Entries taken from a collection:
:::::
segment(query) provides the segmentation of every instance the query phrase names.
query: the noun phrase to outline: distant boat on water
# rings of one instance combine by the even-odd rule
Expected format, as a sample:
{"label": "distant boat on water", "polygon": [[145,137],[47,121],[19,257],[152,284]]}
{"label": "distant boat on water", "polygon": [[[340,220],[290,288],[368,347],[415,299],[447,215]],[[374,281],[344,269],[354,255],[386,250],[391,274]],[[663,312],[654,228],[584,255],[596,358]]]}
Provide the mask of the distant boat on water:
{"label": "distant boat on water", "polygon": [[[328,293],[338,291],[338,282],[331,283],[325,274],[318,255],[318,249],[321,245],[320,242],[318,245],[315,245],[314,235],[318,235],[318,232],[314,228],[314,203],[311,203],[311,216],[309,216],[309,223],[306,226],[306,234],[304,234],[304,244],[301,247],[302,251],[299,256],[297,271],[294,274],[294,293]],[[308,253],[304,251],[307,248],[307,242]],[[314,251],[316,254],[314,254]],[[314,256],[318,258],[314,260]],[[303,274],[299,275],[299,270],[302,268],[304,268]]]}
:::::
Exercise. Your answer must consist only of the lines from the one with "query: the noun" through the final line of the entries, each retyped exactly.

Response for this exercise.
query: the noun phrase to outline: distant boat on water
# rings of one instance combine by the even-odd rule
Expected format, as a sample:
{"label": "distant boat on water", "polygon": [[145,137],[47,121],[19,257],[152,284]]}
{"label": "distant boat on water", "polygon": [[[340,220],[290,288],[368,347],[415,299],[447,215]],[[374,281],[344,269],[354,255],[386,250],[391,274]],[[663,312],[654,228],[584,255],[596,358]]]}
Provide the mask of the distant boat on water:
{"label": "distant boat on water", "polygon": [[[328,293],[338,291],[338,282],[331,283],[325,274],[318,255],[318,249],[321,245],[320,242],[318,245],[315,245],[314,235],[318,235],[318,232],[314,228],[314,203],[311,203],[311,216],[309,216],[309,223],[306,226],[306,234],[304,234],[304,244],[301,247],[302,251],[299,256],[297,271],[294,274],[294,293]],[[308,253],[304,251],[307,248],[307,242]],[[314,251],[316,254],[314,254]],[[314,256],[318,258],[314,260]],[[303,274],[299,275],[299,270],[302,268],[304,268]]]}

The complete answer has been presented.